*Given problem 1*: Print the rows word for word, from the first line of the rows through the line containing "Query: red icing dot on star", including both ends.

*Text provided*:
---------------

State v. McGee, 47 N.C. App. 280 (1980)

June 17, 1980 · North Carolina Court of Appeals · No. 8025SC83
47 N.C. App. 280

STATE OF NORTH CAROLINA v. CARL EDWARD McGEE

No. 8025SC83

(Filed 17 June 1980)

1. Homicide § 12- indictment for second degree murder - allegation of malice aforethought not required

There was no merit to defendant’s contention that the bill of indictment for murder in the second degree should be quashed because it did not contain the word “aforethought” modifying malice, since malice aforethought is required to prove murder in the first degree but is not an element of murder in the second degree.

2. Indictment and Warrant § 1- indictment unaffected by charge at preliminary hearing

There was no merit to defendant’s contention that the State should be estopped from prosecuting him on the charge of second degree murder because the district court judge failed to find probable cause on the murder charge and bound defendant over for trial only on a charge of manslaughter, since the actions of a grand jury are not limited by the charges presented or determined at a probable cause hearing in the district court.

3. Homicide § 21.7- second degree murder - sufficiency of evidence

Evidence was sufficient for the jury in a prosecution for second degree murder where it tended to show that defendant was living with deceased’s wife in a motel room; upon seeing deceased’s truck hit his jeep, defendant took a loaded .12-gauge shotgun and went out of the motel before deceased had gotten out of his vehicle; deceased had only a tire tool, eighteen inches long, in his possession; these events happened in the daytime; defendant shot deceased while he was behind a vehicle some 22 feet away; and there was no evidence deceased was assaulting or threatening to assault defendant in any way.

4. Homicide § 3- tire tool — no deadly weapon as matter of law

The trial court in a second degree murder case properly refused to instruct the jury that a tire tool found in deceased’s possession was a deadly weapon as a matter of law.

5. Homicide §§ 28.3, 28.4- second degree murder - deceased as aggressor - defense of habitation - no instructions required

The trial court in a second degree murder case was not required to instruct the jury as a matter of law that deceased was the aggressor under the facts of this case, nor was there any evidence to require a specific instruction that defendant could defend his habitation, a motel room, in order to prevent a forcible entry.

---------------

*Given problem 2*: According to the court case summary, how long was the tire tool found in the deceased's possession?

Coordinate labeling data:
---------------

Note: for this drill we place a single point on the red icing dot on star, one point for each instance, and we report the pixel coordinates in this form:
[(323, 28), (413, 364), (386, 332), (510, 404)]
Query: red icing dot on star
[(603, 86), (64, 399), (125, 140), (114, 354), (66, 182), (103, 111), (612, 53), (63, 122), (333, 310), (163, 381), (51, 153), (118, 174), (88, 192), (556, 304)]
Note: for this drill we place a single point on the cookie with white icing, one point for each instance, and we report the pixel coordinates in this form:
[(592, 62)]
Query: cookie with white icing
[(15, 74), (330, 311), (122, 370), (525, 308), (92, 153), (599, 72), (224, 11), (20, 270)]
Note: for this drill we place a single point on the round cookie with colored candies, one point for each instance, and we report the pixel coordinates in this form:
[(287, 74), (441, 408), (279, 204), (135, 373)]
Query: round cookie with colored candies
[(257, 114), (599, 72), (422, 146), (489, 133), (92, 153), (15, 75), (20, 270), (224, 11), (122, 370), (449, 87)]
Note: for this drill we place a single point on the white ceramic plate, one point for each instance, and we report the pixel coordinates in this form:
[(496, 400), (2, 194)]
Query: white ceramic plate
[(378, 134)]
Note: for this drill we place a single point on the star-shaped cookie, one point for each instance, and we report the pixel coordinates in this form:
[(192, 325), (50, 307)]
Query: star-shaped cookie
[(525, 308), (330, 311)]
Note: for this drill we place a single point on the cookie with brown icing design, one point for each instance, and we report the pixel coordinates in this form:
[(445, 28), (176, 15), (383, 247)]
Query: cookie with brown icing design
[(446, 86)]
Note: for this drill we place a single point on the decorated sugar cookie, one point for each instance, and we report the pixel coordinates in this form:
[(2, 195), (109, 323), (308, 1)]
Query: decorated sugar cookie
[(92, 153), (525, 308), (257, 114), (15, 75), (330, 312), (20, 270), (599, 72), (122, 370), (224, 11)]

---------------

*Exercise result 1*:
Note: for this drill we place a single point on the red icing dot on star, one point for each instance, and we report the pixel coordinates in this form:
[(323, 28), (413, 364), (386, 332), (510, 404)]
Query: red icing dot on star

*Exercise result 2*: Eighteen inches long.